───── Input

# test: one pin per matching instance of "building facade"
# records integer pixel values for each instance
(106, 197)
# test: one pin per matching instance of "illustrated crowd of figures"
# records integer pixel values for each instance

──────────

[Prompt]
Add 92 to each point coordinate in the answers, and write out every line of the items again, with the # lines kept unchanged.

[Result of this exercise]
# test: one pin per matching instance of "building facade"
# records integer pixel values for each instance
(198, 289)
# test: one pin per matching instance of "illustrated crowd of figures"
# records integer pixel values for each instance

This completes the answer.